» How to complete this task: Here are some records. Transcribe all of them exactly.

» Data shown:
::::::::::

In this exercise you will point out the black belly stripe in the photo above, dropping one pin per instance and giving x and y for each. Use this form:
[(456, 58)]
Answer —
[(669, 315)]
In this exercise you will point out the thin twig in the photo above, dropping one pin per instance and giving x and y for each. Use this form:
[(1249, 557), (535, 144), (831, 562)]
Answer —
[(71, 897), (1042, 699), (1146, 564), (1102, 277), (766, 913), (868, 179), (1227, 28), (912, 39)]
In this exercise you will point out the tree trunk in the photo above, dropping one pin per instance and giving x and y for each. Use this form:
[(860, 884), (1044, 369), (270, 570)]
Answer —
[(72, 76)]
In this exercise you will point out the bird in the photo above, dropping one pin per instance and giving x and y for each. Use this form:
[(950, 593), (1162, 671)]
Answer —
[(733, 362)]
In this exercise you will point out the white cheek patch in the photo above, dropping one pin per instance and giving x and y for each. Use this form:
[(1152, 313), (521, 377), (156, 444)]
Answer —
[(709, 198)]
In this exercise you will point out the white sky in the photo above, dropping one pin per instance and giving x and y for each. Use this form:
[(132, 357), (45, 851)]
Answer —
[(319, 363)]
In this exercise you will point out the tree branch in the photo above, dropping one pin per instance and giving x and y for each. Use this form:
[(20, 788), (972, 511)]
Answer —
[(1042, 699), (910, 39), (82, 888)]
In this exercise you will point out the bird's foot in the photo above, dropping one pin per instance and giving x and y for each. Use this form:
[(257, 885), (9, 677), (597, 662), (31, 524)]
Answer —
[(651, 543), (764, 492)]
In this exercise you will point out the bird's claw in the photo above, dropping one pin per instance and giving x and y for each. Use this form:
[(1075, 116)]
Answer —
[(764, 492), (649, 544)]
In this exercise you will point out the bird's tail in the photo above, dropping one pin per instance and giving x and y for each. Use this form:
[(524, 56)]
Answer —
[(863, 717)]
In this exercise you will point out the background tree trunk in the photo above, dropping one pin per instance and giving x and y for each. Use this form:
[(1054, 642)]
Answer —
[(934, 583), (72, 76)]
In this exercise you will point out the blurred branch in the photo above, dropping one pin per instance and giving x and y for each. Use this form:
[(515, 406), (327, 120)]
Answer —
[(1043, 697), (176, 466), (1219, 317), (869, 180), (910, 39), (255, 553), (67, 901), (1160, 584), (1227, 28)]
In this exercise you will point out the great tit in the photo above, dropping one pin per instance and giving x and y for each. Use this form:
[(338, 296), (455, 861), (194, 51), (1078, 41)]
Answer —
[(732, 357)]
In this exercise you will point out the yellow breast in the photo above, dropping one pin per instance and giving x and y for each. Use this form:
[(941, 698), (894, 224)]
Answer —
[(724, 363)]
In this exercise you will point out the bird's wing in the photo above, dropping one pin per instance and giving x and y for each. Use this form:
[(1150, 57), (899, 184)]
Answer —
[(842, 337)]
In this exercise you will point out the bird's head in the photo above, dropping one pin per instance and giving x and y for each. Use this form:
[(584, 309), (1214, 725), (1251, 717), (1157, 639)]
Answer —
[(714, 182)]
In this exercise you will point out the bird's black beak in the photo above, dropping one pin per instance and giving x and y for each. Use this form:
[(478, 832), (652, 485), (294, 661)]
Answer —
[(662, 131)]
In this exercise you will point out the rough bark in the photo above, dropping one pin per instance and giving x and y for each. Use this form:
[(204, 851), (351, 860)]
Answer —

::::::::::

» Expected answer:
In this exercise you will point out the black belly stripe in the photo above, dropping one pin per instance and giving x and y for each. Use this form:
[(456, 58)]
Answer —
[(669, 315)]
In this exercise you will point out the thin twig in the photo above, dropping one pin per instance and giving x and y for each. Use this form:
[(1249, 557), (535, 144), (831, 562)]
Answer —
[(71, 897), (1042, 699), (1146, 564), (1102, 277), (766, 913), (868, 179), (1227, 28), (912, 39)]
In this exercise you will point out the tree trunk in the photo above, dropping one pin per instance and giving x and y for each. Use this form:
[(860, 884), (1044, 369), (270, 570)]
Answer —
[(72, 76)]
In this exercise you will point out the bird in the photo above, dropping one pin per instance and giving x and y for each. Use this form:
[(950, 593), (1162, 671)]
Answer —
[(733, 362)]
In this exercise you will point out the white cheek patch in the photo above, dropping one pin per instance and giving x and y for each. Use this form:
[(1152, 313), (521, 377), (156, 444)]
Answer —
[(709, 198)]
In this exercise you will point out the white sky in the photo above, dropping one pin per instance and giving x and y for each. Use this form:
[(132, 357), (45, 851)]
Answer —
[(319, 363)]
In this exercise you will point out the tree branch in the photo above, dropping one pin per instance and giving x and y for each. Use this form:
[(20, 788), (972, 511)]
Answer —
[(1042, 699), (910, 39), (82, 888)]
In this exercise you will point out the bird's foot in the photo above, dropping one pin per instance and giving x and y for each. Use this form:
[(257, 885), (9, 677), (597, 662), (31, 524)]
Answer —
[(651, 543), (764, 492)]
In this exercise you will point out the bird's claw in the photo above, dropping one pin per instance and giving x and y for each. Use this form:
[(1075, 116)]
Answer —
[(764, 492), (649, 544)]
In this exercise you will point out the bird's tail in the photo above, dropping one pin per instance and giving x and y for each. Use this form:
[(524, 56)]
Answer —
[(863, 717)]
In this exercise you will point out the background tree trunk in the photo above, dropping one pin per instance and giving x and y for each. Use this form:
[(1054, 642)]
Answer —
[(934, 583), (72, 76)]
In this exercise you will point out the blurred branch in the photo above, dropping one pin per instance and giving x and y for each. Use this form:
[(515, 406), (327, 120)]
Answer —
[(1043, 697), (176, 466), (1219, 317), (869, 180), (910, 39), (255, 553), (67, 901), (1160, 584), (1227, 28)]
In this exercise you will point out the great tit in the photo above, dropping one pin per instance and giving x and y for each. Use this form:
[(338, 296), (455, 861), (194, 51), (1078, 41)]
Answer —
[(732, 357)]
In this exercise you will point out the yellow breast in the photo above, dropping one pin per instance and giving x and y for each. Use this form:
[(941, 698), (894, 224)]
Answer —
[(724, 363)]
In this exercise you will point out the bird's wing in the photo above, dropping one pin per instance and giving x and y for each. Use this form:
[(1150, 57), (899, 184)]
Answer —
[(842, 337)]
In this exercise you will point out the bird's head in the photo above, dropping one pin per instance and giving x and y for each. Use this form:
[(584, 309), (1214, 725), (1251, 717), (1157, 639)]
Answer —
[(714, 182)]
In this exercise you will point out the bird's black beak in the photo above, dropping one pin per instance and giving x and y for each. Use this form:
[(478, 832), (652, 485), (294, 661)]
Answer —
[(662, 131)]
In this exercise you will point out the rough bark in the photo above, dropping one pin per instance and giving x and y for each. Use this form:
[(204, 851), (351, 860)]
Answer —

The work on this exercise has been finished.